--- Begin RECORD EXTRACTS ---

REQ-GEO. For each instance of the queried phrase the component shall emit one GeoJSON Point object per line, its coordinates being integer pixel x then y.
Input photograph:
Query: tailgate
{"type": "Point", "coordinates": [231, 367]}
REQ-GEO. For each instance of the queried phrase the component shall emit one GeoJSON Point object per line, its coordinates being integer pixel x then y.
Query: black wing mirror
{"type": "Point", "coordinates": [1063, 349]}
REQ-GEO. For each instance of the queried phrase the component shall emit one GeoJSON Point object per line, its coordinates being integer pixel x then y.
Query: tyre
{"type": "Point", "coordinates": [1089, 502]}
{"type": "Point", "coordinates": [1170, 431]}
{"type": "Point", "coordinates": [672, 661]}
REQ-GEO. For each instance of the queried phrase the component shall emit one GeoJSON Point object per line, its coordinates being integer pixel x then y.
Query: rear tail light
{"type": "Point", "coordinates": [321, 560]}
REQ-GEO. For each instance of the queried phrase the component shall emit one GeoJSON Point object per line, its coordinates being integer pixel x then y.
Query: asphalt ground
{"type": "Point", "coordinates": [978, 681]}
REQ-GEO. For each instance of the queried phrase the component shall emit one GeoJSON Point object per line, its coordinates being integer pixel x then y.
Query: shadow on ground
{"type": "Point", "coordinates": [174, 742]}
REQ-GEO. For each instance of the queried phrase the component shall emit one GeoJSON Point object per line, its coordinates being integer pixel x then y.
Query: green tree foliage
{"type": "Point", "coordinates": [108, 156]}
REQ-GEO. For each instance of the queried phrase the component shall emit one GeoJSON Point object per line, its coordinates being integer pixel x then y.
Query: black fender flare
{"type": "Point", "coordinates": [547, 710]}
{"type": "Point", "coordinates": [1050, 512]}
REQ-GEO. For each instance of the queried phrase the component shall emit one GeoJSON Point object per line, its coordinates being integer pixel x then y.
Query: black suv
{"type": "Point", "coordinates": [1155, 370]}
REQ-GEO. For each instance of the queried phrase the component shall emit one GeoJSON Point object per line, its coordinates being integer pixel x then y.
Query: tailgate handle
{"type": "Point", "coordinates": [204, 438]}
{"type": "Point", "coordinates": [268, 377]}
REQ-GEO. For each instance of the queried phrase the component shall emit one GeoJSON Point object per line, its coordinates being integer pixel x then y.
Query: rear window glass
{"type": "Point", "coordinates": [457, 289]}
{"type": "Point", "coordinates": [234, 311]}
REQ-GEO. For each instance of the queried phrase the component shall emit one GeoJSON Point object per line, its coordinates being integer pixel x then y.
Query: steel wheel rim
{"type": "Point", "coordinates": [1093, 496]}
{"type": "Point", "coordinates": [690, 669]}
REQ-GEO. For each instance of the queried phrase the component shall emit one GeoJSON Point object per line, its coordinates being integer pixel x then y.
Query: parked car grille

--- End RECORD EXTRACTS ---

_TASK DETAILS_. Count the lines in the items above that contain the string "rear", where case counts, and reply with only the number.

_THE COMPLETED TASK_. 2